People steal today. They steal from their employer by the time they waste, or the supplies that they take. They steal from the government. They steal by having illicit and wrong lawsuits. People steal. It’s amazing what even good people will do when big money is flashed in their face. And so what he is saying is, “Do not steal, but rather work with your hands.” Some time ago I heard a report that it is true that if thieves work with their hands it becomes helpful. Of course, in those days that was the only kind of work they could probably do, and it says, “Work in such a way that you can give.” Replace your stinginess and your thievery with being generous.

By the way, if you want to spend a thousand dollars at a casino, don’t do that because you are going to lose it anyway, and if you do win, you are winning somebody else’s money that you don’t own or deserve. So what you do is you give it to Christian ministry, and then you know at least you’re going to get an awesome return. It’s going to meet you again in heaven. And what you do is you become generous. Why? It’s because that is really the opposite of stealing.

Maybe I am speaking to somebody today and you say, “Well, you know, I don’t steal.” You don’t steal, but if you aren’t giving, there’s a sense in which you are still a thief because you are not acknowledging God to be the owner of all that you have, and so giving becomes very, very important, not stealing.

EXERCISE REQUIREMENTS:
1/ Repeat word for word the passage from the sermon on stealing and generosity, starting at "People steal today." and ending at "with being generous.".
2/ Render the records as a JSON list of strings, one string per line with blank lines left out, starting at the line that contains "Exercise. Point out the street" and ending at the line that contains "[(84, 42), (49, 30)]". Include both of those lines and no others.

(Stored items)
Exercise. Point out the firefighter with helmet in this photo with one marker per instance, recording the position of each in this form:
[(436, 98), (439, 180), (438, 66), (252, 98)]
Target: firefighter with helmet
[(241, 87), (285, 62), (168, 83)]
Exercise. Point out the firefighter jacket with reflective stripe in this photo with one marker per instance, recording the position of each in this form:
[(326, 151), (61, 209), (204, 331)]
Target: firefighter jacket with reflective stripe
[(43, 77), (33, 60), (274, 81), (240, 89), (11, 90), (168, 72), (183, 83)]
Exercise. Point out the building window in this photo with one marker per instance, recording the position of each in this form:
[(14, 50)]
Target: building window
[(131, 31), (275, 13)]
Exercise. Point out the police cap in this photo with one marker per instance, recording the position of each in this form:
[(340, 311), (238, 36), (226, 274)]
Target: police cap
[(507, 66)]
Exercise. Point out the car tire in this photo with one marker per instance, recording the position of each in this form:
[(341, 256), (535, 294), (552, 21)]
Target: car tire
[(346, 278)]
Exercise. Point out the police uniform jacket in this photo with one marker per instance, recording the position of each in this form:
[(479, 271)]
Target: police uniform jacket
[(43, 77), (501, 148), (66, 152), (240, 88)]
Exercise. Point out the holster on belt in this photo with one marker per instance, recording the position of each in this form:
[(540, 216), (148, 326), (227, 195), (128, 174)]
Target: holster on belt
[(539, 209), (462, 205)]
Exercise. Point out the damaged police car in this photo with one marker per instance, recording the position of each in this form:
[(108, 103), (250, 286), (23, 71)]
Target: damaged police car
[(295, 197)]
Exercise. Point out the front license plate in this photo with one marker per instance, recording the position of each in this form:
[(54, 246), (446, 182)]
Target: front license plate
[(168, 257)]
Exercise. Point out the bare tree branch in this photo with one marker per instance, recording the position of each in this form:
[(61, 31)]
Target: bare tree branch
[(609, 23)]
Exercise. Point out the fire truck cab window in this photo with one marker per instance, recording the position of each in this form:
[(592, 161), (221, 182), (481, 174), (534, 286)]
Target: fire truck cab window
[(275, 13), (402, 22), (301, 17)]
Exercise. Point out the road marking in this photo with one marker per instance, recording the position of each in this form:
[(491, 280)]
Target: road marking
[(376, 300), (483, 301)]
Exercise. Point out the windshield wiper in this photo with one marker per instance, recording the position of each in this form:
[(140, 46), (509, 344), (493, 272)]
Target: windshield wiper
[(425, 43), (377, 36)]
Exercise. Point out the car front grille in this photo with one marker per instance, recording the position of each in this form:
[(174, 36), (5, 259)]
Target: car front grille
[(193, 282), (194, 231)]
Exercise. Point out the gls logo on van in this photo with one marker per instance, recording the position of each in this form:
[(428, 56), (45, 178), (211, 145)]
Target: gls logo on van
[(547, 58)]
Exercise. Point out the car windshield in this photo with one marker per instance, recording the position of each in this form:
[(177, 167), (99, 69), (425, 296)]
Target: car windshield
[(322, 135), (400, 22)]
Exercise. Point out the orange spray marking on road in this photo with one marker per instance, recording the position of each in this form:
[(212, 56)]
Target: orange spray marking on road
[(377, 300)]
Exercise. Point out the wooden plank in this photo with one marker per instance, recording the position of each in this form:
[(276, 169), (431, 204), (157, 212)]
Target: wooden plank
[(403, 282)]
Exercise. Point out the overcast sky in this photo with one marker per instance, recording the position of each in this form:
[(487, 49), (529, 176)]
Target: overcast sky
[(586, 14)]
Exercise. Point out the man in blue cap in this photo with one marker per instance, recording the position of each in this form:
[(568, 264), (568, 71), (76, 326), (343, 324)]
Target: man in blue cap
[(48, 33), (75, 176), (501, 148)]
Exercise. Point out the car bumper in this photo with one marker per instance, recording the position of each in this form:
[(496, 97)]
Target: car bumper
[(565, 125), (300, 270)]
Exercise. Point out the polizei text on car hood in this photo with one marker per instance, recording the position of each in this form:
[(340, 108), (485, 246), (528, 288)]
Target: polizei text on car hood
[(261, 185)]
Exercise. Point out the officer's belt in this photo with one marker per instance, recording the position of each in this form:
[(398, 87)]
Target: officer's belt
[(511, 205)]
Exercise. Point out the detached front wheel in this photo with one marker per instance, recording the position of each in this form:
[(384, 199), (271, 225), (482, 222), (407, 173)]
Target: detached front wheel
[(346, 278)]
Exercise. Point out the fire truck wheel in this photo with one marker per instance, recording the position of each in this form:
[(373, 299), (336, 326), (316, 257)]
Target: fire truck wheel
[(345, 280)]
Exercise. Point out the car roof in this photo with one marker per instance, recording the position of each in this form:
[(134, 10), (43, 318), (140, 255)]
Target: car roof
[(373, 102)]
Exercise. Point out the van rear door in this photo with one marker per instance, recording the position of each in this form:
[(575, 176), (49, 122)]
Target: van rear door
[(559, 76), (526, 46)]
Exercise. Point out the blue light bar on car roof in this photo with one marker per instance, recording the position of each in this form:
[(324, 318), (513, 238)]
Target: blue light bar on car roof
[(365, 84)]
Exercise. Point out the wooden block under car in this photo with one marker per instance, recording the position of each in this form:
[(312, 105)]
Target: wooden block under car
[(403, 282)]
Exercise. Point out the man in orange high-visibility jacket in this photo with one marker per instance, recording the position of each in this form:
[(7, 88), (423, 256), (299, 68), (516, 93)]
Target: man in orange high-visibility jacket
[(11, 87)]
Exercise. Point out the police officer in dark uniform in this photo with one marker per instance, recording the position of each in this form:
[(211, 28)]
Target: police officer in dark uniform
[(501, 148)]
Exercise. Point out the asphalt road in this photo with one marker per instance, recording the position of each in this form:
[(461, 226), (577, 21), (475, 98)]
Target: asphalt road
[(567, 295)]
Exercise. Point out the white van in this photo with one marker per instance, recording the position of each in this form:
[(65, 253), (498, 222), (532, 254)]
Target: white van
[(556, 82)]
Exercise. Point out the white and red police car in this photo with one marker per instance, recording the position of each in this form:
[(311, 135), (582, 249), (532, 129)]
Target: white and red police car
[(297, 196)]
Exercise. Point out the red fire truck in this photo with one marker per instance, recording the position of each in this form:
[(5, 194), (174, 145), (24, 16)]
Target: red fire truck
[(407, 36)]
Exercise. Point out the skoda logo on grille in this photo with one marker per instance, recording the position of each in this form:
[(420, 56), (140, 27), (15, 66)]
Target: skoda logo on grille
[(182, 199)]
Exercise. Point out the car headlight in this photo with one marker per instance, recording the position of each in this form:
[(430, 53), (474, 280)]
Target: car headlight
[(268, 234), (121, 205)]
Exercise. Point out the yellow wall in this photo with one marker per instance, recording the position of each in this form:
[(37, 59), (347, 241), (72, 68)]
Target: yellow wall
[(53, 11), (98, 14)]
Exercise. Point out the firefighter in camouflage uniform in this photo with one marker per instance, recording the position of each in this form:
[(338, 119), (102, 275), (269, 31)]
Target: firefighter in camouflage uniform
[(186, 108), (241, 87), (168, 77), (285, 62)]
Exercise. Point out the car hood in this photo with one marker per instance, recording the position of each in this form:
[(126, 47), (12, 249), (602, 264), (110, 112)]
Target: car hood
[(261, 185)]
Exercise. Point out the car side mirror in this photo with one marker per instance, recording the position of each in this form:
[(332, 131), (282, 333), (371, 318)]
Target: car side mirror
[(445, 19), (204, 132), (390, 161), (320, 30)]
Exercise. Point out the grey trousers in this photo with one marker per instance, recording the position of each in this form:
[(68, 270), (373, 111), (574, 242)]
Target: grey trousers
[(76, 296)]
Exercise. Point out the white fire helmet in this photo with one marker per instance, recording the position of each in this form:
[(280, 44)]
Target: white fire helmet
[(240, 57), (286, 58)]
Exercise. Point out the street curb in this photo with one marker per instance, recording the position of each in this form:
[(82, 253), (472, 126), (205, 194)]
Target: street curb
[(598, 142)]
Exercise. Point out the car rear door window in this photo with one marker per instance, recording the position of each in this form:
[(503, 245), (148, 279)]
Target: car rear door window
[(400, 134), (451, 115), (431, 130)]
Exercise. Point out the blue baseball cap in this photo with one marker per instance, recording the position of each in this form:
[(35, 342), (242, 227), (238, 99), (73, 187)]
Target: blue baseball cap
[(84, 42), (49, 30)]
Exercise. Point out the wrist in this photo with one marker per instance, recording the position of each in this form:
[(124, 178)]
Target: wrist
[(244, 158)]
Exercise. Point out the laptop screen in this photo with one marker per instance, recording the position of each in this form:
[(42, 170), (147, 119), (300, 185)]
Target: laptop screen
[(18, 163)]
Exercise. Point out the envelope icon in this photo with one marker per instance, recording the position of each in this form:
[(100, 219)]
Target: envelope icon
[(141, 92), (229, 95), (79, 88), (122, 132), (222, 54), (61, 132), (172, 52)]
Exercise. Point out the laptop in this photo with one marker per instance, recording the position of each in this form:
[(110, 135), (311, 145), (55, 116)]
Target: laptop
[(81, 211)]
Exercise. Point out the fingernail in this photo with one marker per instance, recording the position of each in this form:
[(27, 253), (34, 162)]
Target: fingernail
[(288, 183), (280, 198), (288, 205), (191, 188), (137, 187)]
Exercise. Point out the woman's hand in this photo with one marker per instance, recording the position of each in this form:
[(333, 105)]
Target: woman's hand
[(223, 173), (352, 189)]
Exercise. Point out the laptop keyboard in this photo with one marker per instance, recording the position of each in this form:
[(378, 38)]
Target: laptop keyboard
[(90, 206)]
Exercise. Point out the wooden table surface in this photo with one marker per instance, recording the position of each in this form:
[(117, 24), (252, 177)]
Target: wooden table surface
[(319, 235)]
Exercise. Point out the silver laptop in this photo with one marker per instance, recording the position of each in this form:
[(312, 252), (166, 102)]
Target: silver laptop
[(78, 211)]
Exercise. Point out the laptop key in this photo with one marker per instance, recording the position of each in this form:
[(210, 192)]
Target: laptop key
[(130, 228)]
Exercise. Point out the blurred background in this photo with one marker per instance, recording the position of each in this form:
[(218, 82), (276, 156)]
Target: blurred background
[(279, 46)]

SOLUTIONS PER TASK:
1/
People steal today. They steal from their employer by the time they waste, or the supplies that they take. They steal from the government. They steal by having illicit and wrong lawsuits. People steal. It’s amazing what even good people will do when big money is flashed in their face. And so what he is saying is, “Do not steal, but rather work with your hands.” Some time ago I heard a report that it is true that if thieves work with their hands it becomes helpful. Of course, in those days that was the only kind of work they could probably do, and it says, “Work in such a way that you can give.” Replace your stinginess and your thievery with being generous.

2/
[
  "Exercise. Point out the street curb in this photo with one marker per instance, recording the position of each in this form:",
  "[(82, 253), (472, 126), (205, 194)]",
  "Target: street curb",
  "[(598, 142)]",
  "Exercise. Point out the car rear door window in this photo with one marker per instance, recording the position of each in this form:",
  "[(503, 245), (148, 279)]",
  "Target: car rear door window",
  "[(400, 134), (451, 115), (431, 130)]",
  "Exercise. Point out the blue baseball cap in this photo with one marker per instance, recording the position of each in this form:",
  "[(35, 342), (242, 227), (238, 99), (73, 187)]",
  "Target: blue baseball cap",
  "[(84, 42), (49, 30)]"
]